**What is needed**
Find "point: white railing" and "point: dark gray" in the records below. Copy the lines holding them and every line between, exactly, and no others.

**Recorded data**
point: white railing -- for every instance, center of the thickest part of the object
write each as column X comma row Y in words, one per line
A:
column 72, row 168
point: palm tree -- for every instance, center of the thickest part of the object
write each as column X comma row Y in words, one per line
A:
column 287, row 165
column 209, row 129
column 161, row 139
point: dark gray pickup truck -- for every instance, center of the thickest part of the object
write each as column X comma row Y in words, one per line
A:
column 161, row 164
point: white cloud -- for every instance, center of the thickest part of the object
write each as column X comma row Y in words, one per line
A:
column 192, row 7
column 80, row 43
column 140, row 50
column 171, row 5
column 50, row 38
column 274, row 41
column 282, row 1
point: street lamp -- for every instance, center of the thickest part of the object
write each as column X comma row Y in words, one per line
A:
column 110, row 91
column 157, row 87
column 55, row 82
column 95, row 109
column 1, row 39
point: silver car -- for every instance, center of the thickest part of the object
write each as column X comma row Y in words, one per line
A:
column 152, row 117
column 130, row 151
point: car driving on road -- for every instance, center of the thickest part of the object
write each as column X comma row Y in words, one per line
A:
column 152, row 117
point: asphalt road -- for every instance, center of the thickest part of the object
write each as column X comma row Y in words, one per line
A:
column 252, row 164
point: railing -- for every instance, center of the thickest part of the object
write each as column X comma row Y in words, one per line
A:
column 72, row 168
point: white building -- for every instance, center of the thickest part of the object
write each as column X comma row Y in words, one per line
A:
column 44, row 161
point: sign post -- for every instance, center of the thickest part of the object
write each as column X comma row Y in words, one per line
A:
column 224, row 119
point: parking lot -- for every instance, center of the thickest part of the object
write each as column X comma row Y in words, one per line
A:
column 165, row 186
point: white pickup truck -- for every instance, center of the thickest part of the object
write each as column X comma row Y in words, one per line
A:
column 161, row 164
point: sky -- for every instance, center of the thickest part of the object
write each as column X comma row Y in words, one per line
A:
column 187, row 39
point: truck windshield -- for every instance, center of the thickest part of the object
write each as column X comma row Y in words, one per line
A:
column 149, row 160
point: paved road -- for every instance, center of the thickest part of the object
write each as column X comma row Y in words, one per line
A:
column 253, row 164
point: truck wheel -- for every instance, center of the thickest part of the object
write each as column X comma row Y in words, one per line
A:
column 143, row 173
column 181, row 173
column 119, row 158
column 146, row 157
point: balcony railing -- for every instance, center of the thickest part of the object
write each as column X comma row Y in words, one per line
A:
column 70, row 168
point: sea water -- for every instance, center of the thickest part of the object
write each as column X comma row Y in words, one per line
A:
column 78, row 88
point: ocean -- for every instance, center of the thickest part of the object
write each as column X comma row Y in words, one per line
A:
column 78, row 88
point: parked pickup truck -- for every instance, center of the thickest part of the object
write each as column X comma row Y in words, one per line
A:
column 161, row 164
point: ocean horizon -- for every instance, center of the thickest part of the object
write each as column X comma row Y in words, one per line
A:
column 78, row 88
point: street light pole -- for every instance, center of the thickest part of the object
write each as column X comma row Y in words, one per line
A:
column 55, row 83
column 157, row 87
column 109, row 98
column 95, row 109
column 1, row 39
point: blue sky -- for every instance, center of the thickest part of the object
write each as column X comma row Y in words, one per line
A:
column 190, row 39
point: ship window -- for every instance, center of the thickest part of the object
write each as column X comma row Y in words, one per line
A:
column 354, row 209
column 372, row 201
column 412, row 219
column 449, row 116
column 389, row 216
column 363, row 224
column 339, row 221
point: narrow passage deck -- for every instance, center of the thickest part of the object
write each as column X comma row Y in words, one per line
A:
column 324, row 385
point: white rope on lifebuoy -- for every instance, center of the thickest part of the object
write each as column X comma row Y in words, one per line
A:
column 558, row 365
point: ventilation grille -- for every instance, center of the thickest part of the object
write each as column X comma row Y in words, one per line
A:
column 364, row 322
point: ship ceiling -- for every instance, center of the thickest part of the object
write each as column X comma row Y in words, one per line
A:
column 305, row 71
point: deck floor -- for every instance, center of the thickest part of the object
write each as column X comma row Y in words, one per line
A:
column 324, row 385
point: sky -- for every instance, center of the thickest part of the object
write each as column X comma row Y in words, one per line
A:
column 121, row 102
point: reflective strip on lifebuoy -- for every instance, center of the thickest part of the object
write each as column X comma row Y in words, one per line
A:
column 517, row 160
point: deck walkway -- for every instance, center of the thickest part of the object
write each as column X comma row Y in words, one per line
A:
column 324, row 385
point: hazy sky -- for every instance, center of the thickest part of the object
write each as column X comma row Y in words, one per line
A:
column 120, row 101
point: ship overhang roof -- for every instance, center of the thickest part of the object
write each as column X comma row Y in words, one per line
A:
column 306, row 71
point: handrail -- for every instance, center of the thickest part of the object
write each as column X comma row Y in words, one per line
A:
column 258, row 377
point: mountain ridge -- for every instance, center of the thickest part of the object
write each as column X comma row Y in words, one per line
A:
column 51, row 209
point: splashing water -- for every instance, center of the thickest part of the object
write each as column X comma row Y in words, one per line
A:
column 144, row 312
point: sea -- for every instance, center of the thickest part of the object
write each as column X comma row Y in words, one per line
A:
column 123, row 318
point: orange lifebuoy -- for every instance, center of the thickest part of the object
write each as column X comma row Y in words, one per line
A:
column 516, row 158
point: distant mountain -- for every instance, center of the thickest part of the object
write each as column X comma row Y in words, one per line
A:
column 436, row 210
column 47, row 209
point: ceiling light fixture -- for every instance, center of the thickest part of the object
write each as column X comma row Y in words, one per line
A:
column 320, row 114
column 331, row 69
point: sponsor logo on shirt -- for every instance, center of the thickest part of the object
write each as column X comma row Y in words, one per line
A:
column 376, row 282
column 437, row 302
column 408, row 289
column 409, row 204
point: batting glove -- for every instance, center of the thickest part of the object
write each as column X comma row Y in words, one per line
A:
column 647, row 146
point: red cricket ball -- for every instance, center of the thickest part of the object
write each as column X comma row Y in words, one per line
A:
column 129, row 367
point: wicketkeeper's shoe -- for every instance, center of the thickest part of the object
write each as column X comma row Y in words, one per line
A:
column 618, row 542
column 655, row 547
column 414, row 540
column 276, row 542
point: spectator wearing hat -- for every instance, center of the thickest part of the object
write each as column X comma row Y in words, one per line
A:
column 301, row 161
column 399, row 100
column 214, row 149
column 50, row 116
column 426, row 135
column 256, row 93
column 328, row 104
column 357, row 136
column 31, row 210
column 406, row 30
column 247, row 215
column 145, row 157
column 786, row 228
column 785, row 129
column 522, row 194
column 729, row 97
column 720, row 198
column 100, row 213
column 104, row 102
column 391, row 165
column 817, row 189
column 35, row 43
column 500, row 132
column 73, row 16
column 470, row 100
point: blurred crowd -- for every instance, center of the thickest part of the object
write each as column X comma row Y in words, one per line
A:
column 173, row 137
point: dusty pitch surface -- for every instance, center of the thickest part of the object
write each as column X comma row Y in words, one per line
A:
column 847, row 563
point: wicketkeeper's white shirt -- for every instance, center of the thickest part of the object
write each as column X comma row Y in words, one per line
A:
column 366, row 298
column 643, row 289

==

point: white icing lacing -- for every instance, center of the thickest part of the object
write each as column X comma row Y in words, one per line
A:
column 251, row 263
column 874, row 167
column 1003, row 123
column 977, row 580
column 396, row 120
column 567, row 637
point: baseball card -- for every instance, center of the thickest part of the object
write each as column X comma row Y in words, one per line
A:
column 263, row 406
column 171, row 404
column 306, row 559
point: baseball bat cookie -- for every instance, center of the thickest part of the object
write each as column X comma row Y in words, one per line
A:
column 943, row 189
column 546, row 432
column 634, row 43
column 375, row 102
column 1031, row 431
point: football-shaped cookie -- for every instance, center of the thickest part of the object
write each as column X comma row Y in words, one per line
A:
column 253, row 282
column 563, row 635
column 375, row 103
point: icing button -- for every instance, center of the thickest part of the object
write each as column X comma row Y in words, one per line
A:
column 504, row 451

**Response to this task**
point: white railing -- for every instance, center of the thickest part of the object
write each as column X comma row Y in words, one per line
A:
column 72, row 168
point: palm tree -- for every instance, center of the thickest part of the object
write each as column X comma row Y in words, one per line
A:
column 287, row 165
column 209, row 129
column 161, row 139
point: dark gray pickup truck -- for every instance, center of the thickest part of the object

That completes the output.